Texto de origen:
============

Releí días atrás El primer hombre, de Albert Camus, de cuya publicación se cumplen ahora 25 años, qué barbaridad. Nada ha decepcionado el emocionado recuerdo que tenía de la novela, una autobiografía apenas encubierta, como es sabido.
En mi caso al menos, Camus es de esos autores a los que regreso lleno de aprensiones, dada la intensidad con que lo leí siendo aún muy joven. Algunas de sus obras se resienten del paso del tiempo, no digo que no, pero el conjunto resiste, vaya si resiste. En cuanto a El primer hombre, publicado póstumamente, es un libro extraordinario, realmente extraordinario, aun habiendo quedado inconcluso. Impresionan la integridad con que Camus conservaba dentro de sí al niño que fue, sus recuerdos tan palpitantes de Argel, de su luz, de la miseria. Terminada mi relectura, no pude menos que releer por enésima vez El verano y Bodas, que reúnen textos muy conectados con El primer hombre, y de nuevo quedé deslumbrado por la dicha tan genuina que irradian, por su vitalidad tan contagiosa. Muy pocos han expresado la belleza y la dramaturgia del Mediterráneo como Camus.

============

[Entradas almacenadas]
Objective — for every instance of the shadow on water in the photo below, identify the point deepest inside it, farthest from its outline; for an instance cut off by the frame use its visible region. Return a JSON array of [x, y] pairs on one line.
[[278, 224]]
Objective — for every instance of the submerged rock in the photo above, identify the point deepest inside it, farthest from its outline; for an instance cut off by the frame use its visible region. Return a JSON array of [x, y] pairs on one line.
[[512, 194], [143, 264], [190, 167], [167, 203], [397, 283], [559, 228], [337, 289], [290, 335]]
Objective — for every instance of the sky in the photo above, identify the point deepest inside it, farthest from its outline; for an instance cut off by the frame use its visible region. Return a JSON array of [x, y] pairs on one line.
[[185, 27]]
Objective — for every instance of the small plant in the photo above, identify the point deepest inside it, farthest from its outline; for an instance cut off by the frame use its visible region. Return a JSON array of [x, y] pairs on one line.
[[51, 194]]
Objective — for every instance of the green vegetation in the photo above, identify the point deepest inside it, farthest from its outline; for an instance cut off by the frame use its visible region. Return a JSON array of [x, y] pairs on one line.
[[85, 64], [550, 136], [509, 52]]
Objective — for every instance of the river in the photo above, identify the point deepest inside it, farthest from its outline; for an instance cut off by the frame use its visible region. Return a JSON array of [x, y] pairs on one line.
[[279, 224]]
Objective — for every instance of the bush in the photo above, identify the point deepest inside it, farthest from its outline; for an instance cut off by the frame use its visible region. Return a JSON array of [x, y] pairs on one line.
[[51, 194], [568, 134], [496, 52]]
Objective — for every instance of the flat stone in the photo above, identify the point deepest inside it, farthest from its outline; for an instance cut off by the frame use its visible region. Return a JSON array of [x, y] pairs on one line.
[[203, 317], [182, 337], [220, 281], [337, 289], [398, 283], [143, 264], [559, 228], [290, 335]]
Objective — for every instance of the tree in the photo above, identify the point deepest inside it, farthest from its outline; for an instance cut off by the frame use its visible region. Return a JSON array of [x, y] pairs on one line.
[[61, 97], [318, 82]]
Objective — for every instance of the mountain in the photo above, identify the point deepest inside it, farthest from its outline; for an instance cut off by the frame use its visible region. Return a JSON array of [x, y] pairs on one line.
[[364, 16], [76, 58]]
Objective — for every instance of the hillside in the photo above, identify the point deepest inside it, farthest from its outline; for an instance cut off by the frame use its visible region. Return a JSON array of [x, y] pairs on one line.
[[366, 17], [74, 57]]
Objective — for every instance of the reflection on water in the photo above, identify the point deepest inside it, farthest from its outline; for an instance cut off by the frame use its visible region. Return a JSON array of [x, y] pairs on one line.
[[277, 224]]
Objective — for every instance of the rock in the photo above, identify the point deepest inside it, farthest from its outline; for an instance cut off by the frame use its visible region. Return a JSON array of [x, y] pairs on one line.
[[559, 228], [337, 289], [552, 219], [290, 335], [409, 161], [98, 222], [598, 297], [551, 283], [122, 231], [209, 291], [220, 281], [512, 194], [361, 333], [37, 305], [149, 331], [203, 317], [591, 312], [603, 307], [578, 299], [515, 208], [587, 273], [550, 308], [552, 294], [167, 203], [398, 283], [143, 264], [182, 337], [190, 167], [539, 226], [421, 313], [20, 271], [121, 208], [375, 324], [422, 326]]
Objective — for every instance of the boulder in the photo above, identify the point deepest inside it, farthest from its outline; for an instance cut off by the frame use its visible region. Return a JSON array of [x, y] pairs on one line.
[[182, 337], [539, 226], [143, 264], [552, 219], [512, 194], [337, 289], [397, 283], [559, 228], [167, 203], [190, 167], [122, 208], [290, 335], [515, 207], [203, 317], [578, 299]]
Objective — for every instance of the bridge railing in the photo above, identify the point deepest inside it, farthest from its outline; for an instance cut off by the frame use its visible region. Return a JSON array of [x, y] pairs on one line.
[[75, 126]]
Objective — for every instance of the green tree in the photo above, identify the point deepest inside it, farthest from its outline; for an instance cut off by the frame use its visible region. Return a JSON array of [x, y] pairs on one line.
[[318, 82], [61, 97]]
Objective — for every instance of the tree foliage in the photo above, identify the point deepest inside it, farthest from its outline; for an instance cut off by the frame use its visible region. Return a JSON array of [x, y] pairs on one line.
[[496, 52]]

============

Consignas de trabajo:
#1 Según el texto sobre Camus, ¿cuántos años se cumplen de la publicación de El primer hombre?
#2 Reproduce al pie de la letra un pasaje del texto sobre Camus: comienza en las palabras "Releí días atrás" y detente después de "como es sabido.".
#3 Prolonga el texto sobre Camus a partir del punto en que termina.
Las entradas no guardan ninguna relación con el texto sobre Camus.

Respuestas numeradas:
#1 Se cumplen 25 años.

#2
Releí días atrás El primer hombre, de Albert Camus, de cuya publicación se cumplen ahora 25 años, qué barbaridad. Nada ha decepcionado el emocionado recuerdo que tenía de la novela, una autobiografía apenas encubierta, como es sabido.

#3
En El primer hombre, cuando se narran los años de liceo de Jacques, el protagonista, hay unas páginas dedicadas a los días en que él y su inseparable amigo Pierre iban a la biblioteca municipal para proveerse de los libros que en su casa mal podían procurarles. Tiene mucho interés el modo en que Camus reconstruye la forma en que dos adolescentes de origen muy humilde, sin apenas guía para armar su criterio como lectores, orientan sus primeros pasos como tales.
Hay una estética de la avidez que no atiende a florituras. De lo que Camus habla es de esa envidiable mezcla de codicia y glotonería que tantos buenos lectores conocen. Acierta Camus con la comparación gastronómica
Pero quiero destacar ahora un pasaje relativo a su relación con los libros mismos: “La forma en que el libro estaba impreso informaba ya al lector del placer que le proporcionaría. A Pierre y Jacques no les gustaba la composición aireada, con grandes márgenes, en que se complacen los autores y los lectores refinados, sino las páginas llenas de caracteres pequeños, alineados en renglones poco separados, llenas hasta el borde de palabras y de frases, como esos enormes platos rústicos donde pueden comer varios a la vez y durante largo tiempo sin agotarlos jamás, y que son los únicos en calmar ciertos apetitos enormes. De nada les serviría el refinamiento, no conocían nada y querían saberlo todo”.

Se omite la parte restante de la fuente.